> _Work order_
Repeat the listing below exactly as given.
★ ★ ★ ★ ★ ★ ★
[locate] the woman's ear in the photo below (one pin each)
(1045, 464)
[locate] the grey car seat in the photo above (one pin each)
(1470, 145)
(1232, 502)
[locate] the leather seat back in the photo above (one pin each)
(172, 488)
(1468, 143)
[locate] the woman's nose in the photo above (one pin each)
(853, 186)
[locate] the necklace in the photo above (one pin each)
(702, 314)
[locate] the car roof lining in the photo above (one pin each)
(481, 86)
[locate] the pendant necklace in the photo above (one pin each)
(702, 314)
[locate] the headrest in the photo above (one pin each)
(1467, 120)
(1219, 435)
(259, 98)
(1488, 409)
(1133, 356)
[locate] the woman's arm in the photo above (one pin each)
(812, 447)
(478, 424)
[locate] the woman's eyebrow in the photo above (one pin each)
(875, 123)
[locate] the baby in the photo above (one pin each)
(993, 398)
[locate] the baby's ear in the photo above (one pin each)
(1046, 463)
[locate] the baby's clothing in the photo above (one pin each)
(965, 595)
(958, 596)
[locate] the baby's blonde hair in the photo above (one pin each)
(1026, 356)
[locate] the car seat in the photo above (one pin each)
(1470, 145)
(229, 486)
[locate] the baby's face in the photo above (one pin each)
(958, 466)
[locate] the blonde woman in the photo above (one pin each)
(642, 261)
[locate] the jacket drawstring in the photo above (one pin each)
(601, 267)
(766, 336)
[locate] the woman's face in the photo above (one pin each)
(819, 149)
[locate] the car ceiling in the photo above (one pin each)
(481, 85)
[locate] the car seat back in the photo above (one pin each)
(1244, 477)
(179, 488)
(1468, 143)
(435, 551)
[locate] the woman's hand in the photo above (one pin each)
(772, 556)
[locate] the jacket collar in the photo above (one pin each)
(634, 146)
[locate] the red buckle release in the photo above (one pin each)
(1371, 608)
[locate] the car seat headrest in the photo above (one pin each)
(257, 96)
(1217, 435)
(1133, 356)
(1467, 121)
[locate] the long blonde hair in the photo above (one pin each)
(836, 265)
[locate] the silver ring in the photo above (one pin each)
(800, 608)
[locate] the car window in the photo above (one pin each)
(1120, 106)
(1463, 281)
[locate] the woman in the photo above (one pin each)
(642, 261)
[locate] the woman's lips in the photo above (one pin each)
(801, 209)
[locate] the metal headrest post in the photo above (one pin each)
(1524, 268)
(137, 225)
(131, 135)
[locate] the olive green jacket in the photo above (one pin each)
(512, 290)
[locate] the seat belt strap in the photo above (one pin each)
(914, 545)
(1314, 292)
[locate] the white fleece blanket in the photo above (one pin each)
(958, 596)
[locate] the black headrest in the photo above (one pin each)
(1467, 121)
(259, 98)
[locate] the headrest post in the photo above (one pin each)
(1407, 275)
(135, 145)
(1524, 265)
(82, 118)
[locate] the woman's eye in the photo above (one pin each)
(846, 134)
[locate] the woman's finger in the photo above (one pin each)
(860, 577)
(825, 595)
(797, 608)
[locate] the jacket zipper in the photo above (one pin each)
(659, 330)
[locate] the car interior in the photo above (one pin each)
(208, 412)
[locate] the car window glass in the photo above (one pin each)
★ ★ ★ ★ ★ ★ ★
> _Solution to this task_
[locate] the woman's ear in the photo below (one pin each)
(1045, 464)
[locate] the grey car seat in the photo above (one pin each)
(1470, 145)
(1232, 502)
[locate] the leather seat back in the photo above (one pin each)
(172, 488)
(1468, 143)
[locate] the woman's nose in the photo above (one pin each)
(853, 186)
[locate] the necklace in the photo above (one pin each)
(702, 314)
[locate] the car roof lining in the photo above (one pin each)
(481, 86)
[locate] the pendant necklace in the photo above (one pin each)
(702, 314)
[locate] the headrest in the photo above (one pin each)
(1467, 120)
(1219, 435)
(259, 98)
(1488, 409)
(1133, 356)
[locate] the woman's arm in the photo above (one pin each)
(812, 447)
(478, 424)
[locate] the woman's eyebrow in the photo above (one pin each)
(875, 123)
[locate] the baby in the photo above (one pin each)
(993, 398)
[locate] the baby's ear in the photo above (one pin each)
(1046, 463)
[locate] the baby's clothing in the photo above (one pin each)
(965, 595)
(958, 596)
[locate] the baby's blonde hair in the photo above (one pin each)
(1026, 356)
[locate] the car seat in the photo above (one pin each)
(1470, 145)
(229, 486)
[locate] the baby's face in the photo above (one pin each)
(958, 466)
[locate] the blonde woman in the photo above (one pin each)
(642, 261)
[locate] the jacket drawstring in the photo above (one pin each)
(601, 267)
(766, 336)
[locate] the woman's face in the photo above (one pin each)
(819, 149)
[locate] the car ceiling in the photo above (one pin each)
(481, 85)
[locate] the car seat back in the photo above (one pin each)
(1244, 477)
(179, 488)
(1468, 143)
(435, 551)
[locate] the woman's hand in the photo above (one pin each)
(772, 556)
[locate] the jacket collar in the photo above (one pin each)
(634, 146)
[locate] the red buckle release in the photo above (one pin each)
(1371, 608)
[locate] the car seat headrest in the photo above (one pin each)
(257, 96)
(1217, 435)
(1133, 356)
(1467, 121)
[locate] the long blonde hair in the photo above (one pin each)
(836, 265)
[locate] the silver ring in the photo above (one pin each)
(800, 608)
[locate] the car window in the photo above (one pin each)
(1120, 106)
(1463, 281)
[locate] the woman in the photo above (one pin each)
(642, 261)
[locate] the woman's lips in the photo above (one pin each)
(801, 209)
[locate] the metal headrest post in the photo above (one pin each)
(1524, 268)
(137, 225)
(131, 135)
[locate] the olive green jacket in the photo above (one pin each)
(512, 290)
[locate] the seat belt strap in the photo above (one pin each)
(914, 545)
(1314, 292)
[locate] the white fleece blanket in the photo above (one pin each)
(958, 596)
[locate] the black headrest in the photo above (one pin each)
(1467, 121)
(259, 98)
[locate] the headrest post in the photo above (one pin each)
(1407, 275)
(135, 145)
(1524, 265)
(82, 118)
[locate] the woman's eye in the photo above (one pin each)
(846, 134)
[locate] the woman's finger in the photo above (one pin each)
(860, 577)
(825, 595)
(797, 608)
[locate] the jacket zipper in the photo above (one pin each)
(659, 330)
[locate] the car interior in the photo above (one pin each)
(208, 412)
[locate] the car window glass in the photo above (one pin each)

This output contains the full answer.